> **Exercise instructions**: Which lines in the items below contain the string "right"? Pick them out and copy each one in full.

> **Dataset content**:
"""
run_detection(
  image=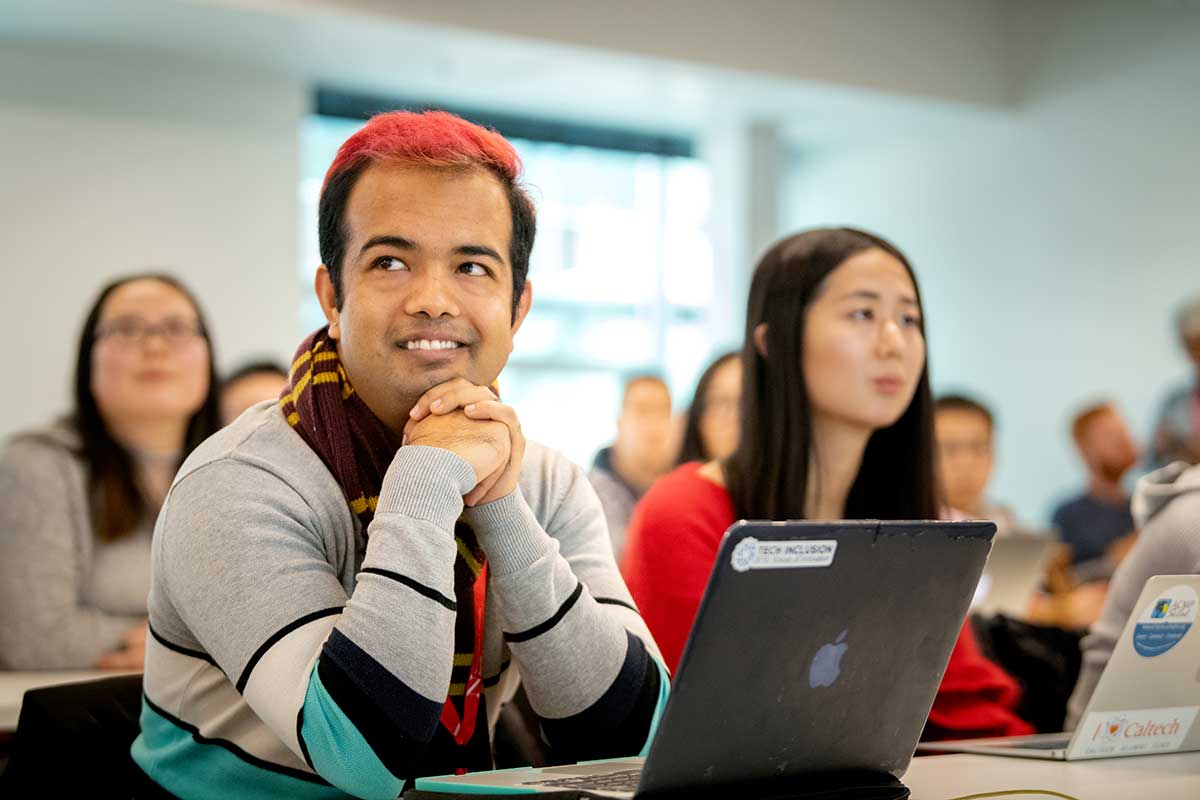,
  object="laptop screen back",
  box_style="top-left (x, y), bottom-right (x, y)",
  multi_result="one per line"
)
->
top-left (641, 522), bottom-right (995, 792)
"""
> **Full answer**:
  box_style="top-left (x, y), bottom-right (x, y)",
top-left (641, 522), bottom-right (995, 792)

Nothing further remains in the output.